→ **СУТЬ ЗАДАНИЯ**:
Обновите все записи ниже, заменив «Put a point» на «Place a point» и сохранив остальной текст без изменений.

==========

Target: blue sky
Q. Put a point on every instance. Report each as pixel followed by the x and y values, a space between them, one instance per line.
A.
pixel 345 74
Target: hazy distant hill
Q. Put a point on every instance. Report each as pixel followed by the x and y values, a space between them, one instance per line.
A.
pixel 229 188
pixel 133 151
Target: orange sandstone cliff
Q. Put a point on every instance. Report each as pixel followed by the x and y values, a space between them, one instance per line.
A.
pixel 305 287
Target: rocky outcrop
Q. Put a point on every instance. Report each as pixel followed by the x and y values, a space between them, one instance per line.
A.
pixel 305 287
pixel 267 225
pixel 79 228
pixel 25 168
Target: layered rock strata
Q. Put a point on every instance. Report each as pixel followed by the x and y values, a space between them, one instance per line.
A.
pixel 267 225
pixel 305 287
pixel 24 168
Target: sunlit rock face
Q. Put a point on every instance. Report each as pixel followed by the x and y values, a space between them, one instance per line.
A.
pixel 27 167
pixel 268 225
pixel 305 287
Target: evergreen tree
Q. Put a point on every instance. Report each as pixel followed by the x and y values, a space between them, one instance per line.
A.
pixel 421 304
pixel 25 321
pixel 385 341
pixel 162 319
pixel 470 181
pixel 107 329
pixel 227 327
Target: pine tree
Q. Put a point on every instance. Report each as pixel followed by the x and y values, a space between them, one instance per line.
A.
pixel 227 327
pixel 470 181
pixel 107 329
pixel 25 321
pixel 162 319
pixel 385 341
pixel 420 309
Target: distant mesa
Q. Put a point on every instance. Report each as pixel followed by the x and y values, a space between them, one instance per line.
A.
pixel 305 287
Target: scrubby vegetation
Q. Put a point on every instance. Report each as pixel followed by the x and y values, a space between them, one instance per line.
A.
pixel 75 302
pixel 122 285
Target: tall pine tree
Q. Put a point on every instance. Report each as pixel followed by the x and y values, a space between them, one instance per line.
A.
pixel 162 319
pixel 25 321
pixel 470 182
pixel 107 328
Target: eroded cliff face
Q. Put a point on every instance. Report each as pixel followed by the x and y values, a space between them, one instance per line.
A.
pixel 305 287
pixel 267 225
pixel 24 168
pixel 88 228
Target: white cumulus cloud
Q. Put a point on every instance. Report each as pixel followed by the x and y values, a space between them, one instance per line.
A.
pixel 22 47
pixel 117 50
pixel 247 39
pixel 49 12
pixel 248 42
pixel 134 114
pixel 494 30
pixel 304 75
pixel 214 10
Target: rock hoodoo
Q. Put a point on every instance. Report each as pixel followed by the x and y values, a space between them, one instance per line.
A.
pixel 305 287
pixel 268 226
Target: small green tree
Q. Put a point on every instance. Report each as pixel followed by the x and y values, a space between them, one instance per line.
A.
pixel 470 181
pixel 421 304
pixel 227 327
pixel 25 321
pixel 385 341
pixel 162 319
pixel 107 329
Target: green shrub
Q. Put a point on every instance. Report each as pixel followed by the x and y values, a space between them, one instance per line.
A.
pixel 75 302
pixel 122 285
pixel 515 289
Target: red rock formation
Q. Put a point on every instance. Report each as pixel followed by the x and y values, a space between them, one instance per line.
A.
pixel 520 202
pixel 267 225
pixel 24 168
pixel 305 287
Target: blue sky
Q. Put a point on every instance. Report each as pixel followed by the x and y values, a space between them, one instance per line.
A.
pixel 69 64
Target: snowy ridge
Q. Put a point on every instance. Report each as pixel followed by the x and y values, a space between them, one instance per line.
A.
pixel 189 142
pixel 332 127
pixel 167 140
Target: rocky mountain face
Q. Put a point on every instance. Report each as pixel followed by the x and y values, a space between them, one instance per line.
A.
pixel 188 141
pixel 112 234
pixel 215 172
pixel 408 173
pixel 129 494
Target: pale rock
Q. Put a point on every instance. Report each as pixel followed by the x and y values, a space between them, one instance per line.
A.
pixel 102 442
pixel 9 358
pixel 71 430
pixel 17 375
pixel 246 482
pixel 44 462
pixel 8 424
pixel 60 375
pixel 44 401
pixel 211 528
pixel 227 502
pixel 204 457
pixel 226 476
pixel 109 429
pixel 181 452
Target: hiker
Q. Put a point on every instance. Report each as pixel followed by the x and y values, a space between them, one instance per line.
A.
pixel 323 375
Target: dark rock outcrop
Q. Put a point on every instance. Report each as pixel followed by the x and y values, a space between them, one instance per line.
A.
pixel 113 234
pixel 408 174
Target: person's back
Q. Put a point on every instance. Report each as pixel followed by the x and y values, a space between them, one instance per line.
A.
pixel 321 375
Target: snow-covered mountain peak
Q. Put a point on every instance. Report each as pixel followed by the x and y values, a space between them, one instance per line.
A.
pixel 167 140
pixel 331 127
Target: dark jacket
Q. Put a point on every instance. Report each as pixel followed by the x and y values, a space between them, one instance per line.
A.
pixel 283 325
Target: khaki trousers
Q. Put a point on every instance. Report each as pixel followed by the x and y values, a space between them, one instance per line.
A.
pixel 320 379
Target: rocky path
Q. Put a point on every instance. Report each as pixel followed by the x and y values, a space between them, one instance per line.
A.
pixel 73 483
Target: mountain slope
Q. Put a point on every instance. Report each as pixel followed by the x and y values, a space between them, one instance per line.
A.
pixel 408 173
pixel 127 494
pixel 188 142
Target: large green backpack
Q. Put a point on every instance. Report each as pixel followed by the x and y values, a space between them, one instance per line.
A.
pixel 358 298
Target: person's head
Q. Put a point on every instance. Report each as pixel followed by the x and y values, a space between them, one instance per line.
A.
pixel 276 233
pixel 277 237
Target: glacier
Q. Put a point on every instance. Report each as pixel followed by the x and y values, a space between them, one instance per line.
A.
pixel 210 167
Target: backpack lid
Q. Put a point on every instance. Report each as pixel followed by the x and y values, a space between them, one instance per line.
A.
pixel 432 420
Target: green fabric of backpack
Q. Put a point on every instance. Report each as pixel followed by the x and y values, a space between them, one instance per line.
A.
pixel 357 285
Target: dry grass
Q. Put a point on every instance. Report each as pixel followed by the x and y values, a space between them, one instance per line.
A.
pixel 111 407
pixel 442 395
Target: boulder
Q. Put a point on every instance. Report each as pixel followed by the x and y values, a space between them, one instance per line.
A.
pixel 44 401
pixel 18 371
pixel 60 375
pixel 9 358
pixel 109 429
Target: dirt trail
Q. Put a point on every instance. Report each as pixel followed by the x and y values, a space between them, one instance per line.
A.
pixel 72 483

==========

→ **ОТВЕТ НА ЗАДАНИЕ**:
Target: blue sky
Q. Place a point on every instance. Report each as pixel followed by the x and y values, a space between them, one instance per line.
A.
pixel 345 74
Target: hazy distant hill
Q. Place a point on every instance. Report each as pixel followed by the x and y values, a space between them, one instance per line.
A.
pixel 229 188
pixel 133 151
Target: orange sandstone cliff
Q. Place a point on every instance. Report each as pixel followed by the x and y values, a space between them, one instance per line.
A.
pixel 305 287
Target: rocky outcrop
Q. Place a point on every instance. Report each as pixel followed by the x and y values, a space between them, one instance per line.
A.
pixel 305 287
pixel 267 225
pixel 79 228
pixel 25 168
Target: layered rock strata
Q. Place a point on every instance. Report each as pixel followed by the x and y values, a space between them, one instance per line.
A.
pixel 267 225
pixel 305 287
pixel 24 168
Target: sunlit rock face
Q. Place a point on every instance. Report each as pixel followed by the x and y values, a space between them, one instance per line.
A.
pixel 27 167
pixel 268 225
pixel 305 287
Target: evergreen tree
Q. Place a point on every instance. Report each as pixel followed by the x and y values, a space between them, one instance per line.
A.
pixel 421 304
pixel 25 321
pixel 385 341
pixel 162 319
pixel 470 181
pixel 107 329
pixel 227 327
Target: pine tree
Q. Place a point on every instance. Report each as pixel followed by the x and y values, a space between them, one instance per line.
A.
pixel 227 327
pixel 470 181
pixel 107 329
pixel 25 321
pixel 162 319
pixel 385 341
pixel 420 309
Target: distant mesa
Q. Place a point on every instance. Report each as pixel followed by the x and y values, a space between them, one instance per line.
A.
pixel 305 287
Target: scrubby vegetation
Q. Place a point on every instance. Report each as pixel followed by the x and y values, a space between them, one instance per line.
A.
pixel 75 302
pixel 122 285
Target: tall pine tree
Q. Place a point on every instance. Report each as pixel followed by the x and y values, a space between them, one instance per line.
A.
pixel 162 319
pixel 25 321
pixel 470 182
pixel 107 328
Target: eroded cliff face
Q. Place a point on every instance. Report each as pixel followed by the x and y values, a space between them, one instance per line.
A.
pixel 305 287
pixel 267 225
pixel 24 168
pixel 88 228
Target: white cumulus cloud
Q. Place a point on every instance. Report each as pixel followed by the x and y values, a space between them, one instance per line.
A.
pixel 22 47
pixel 117 50
pixel 247 39
pixel 49 12
pixel 248 42
pixel 134 114
pixel 494 30
pixel 304 75
pixel 214 10
Target: rock hoodoo
Q. Place a point on every instance. Report each as pixel followed by the x and y values, a space between them, one instance per line.
A.
pixel 305 287
pixel 268 226
Target: small green tree
Q. Place a point on every instance. Report each as pixel followed by the x and y values, a space between them, one instance per line.
A.
pixel 470 181
pixel 421 304
pixel 227 327
pixel 25 321
pixel 385 341
pixel 162 319
pixel 107 329
Target: green shrub
Q. Place a point on every instance. Report each as pixel followed by the x and y values, a space between them, one instance per line.
A.
pixel 75 302
pixel 122 285
pixel 515 289
Target: red rock formation
Q. Place a point on every instance. Report each as pixel followed by the x and y values, a space between them, one instance per line.
A.
pixel 520 202
pixel 267 225
pixel 24 168
pixel 305 287
Target: blue sky
Q. Place a point on every instance. Report each as pixel followed by the x and y values, a space between them, one instance per line.
A.
pixel 69 64
Target: snowy ridge
Q. Place a point on every instance. Report each as pixel followed by the x and y values, a space between them, one instance per line.
A.
pixel 189 142
pixel 332 127
pixel 167 140
Target: rocky mountain face
Q. Place a point on every instance. Report each as pixel followed by the x and y values, a space between them, one instance per line.
A.
pixel 188 141
pixel 112 234
pixel 215 172
pixel 408 173
pixel 129 494
Target: pale rock
Q. Place a point on every instance. Report each as pixel followed by the x and y values, a space between them, one instance per line.
A.
pixel 102 442
pixel 9 358
pixel 71 430
pixel 17 375
pixel 246 482
pixel 44 462
pixel 8 424
pixel 60 375
pixel 44 401
pixel 211 528
pixel 227 502
pixel 204 457
pixel 226 476
pixel 109 429
pixel 181 452
Target: hiker
Q. Place a point on every instance. Report each as pixel followed by the x and y values, a space between them, one instance per line.
A.
pixel 323 375
Target: dark rock outcrop
Q. Place a point on every instance. Report each as pixel followed by the x and y values, a space between them, one instance per line.
A.
pixel 113 234
pixel 408 174
Target: person's back
Q. Place a point on every instance. Report each as pixel followed by the x and y values, a space between them, one instance per line.
A.
pixel 321 375
Target: snow-covered mountain peak
Q. Place a point on every instance. Report each as pixel followed by the x and y values, a space between them, one instance per line.
A.
pixel 167 140
pixel 331 127
Target: dark jacket
Q. Place a point on every instance. Report each as pixel followed by the x and y values, a space between them, one instance per line.
A.
pixel 283 325
Target: khaki trousers
Q. Place a point on every instance. Report each as pixel followed by the x and y values, a space between them, one instance per line.
A.
pixel 320 379
Target: rocky path
Q. Place a point on every instance. Report each as pixel followed by the x and y values, a space between them, one instance per line.
A.
pixel 73 483
Target: mountain slope
Q. Place a point on every instance. Report each as pixel followed by the x and y values, a space between them, one instance per line.
A.
pixel 408 173
pixel 127 494
pixel 188 142
Target: large green backpack
Q. Place a point on every instance. Report each as pixel followed by the x and y values, a space between them, one instance per line.
A.
pixel 358 298
Target: person's head
Q. Place a point on every instance. Report each as pixel followed by the x and y values, a space between them, one instance per line.
A.
pixel 276 233
pixel 277 237
Target: glacier
Q. Place a point on every instance. Report each as pixel followed by the x and y values, a space between them, one instance per line.
A.
pixel 210 167
Target: backpack lid
Q. Place a point on every instance. Report each as pixel followed by the x and y values, a space between them, one instance per line.
A.
pixel 432 420
Target: green fabric of backpack
Q. Place a point on every instance. Report each as pixel followed by the x and y values, a space between them, one instance per line.
A.
pixel 357 285
Target: dry grass
Q. Place a point on every instance. Report each as pixel followed by the x and y values, a space between them, one instance per line.
A.
pixel 111 407
pixel 442 395
Target: boulder
Q. Place a point on every instance. Report each as pixel followed by the x and y values, a space between them, one instance per line.
A.
pixel 44 401
pixel 18 371
pixel 60 375
pixel 9 358
pixel 109 429
Target: dirt trail
Q. Place a point on every instance. Report each as pixel followed by the x and y values, a space between them, one instance per line.
A.
pixel 72 483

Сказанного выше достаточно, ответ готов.